▼

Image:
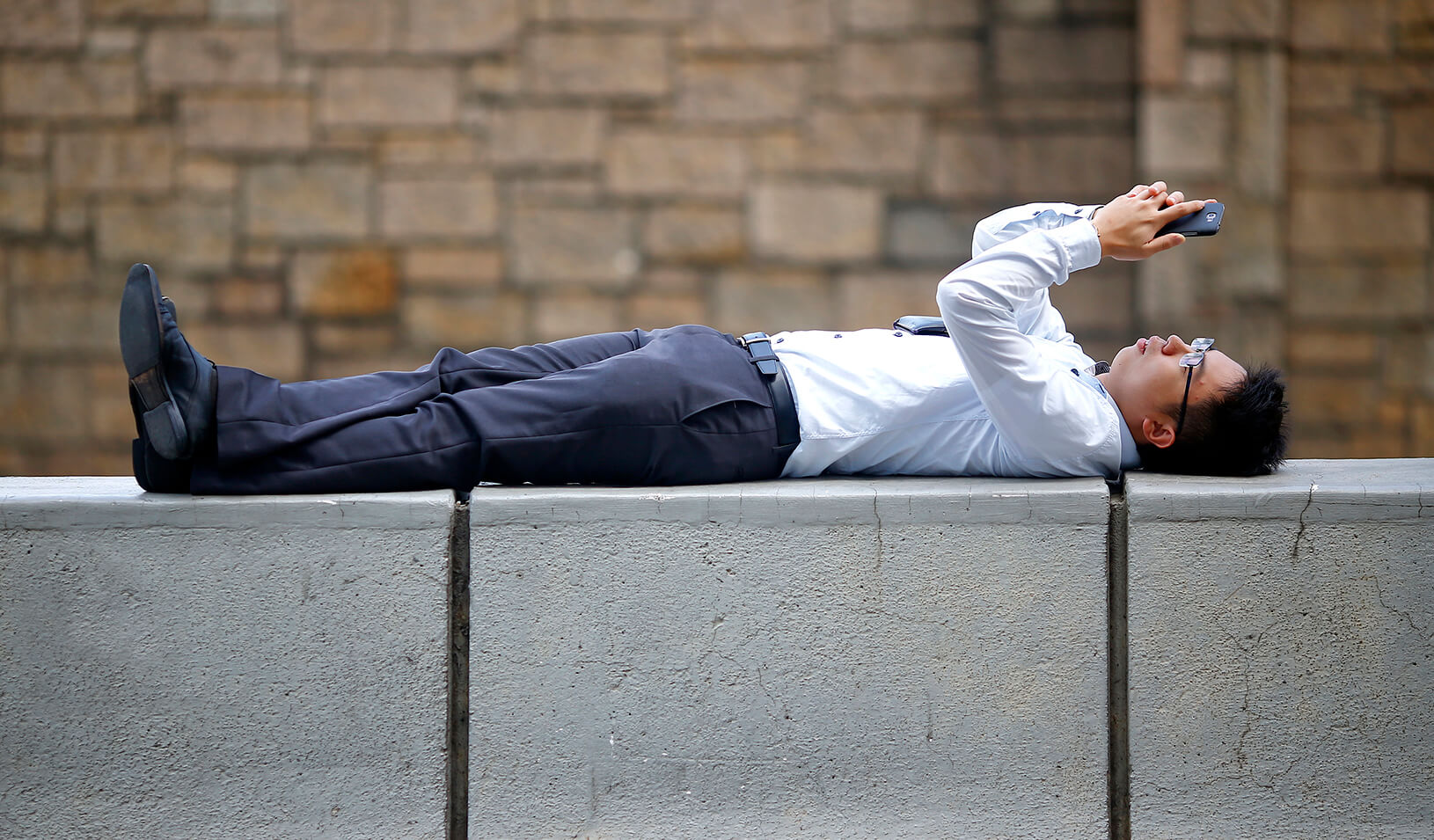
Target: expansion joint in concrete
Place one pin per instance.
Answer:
(459, 601)
(1117, 658)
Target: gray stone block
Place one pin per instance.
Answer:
(243, 667)
(838, 657)
(1281, 639)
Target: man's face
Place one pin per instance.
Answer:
(1147, 382)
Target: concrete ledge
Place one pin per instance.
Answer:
(1281, 642)
(839, 657)
(252, 667)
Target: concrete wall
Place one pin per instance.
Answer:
(1281, 644)
(177, 667)
(832, 657)
(858, 658)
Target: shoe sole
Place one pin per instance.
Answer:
(139, 344)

▲

● **WHAT TO WORK ON**:
Lay out the data as a numbered list, one line per item and skipping blank lines, from the line containing "Target: man's face" through the final line of the data.

● **WRITTEN ANSWER**:
1. Target: man's face
2. Place one pin per instance.
3. Answer:
4. (1147, 382)
5. Target: concrete ledge
6. Place one pin per instance.
7. Answer:
8. (1281, 642)
9. (839, 657)
10. (252, 667)
11. Target: concrete wall
12. Place one pin per instance.
13. Answer:
14. (1281, 644)
15. (177, 667)
16. (832, 657)
17. (858, 658)
18. Target: shoe sole
19. Place one pin per instance.
20. Answer:
21. (139, 344)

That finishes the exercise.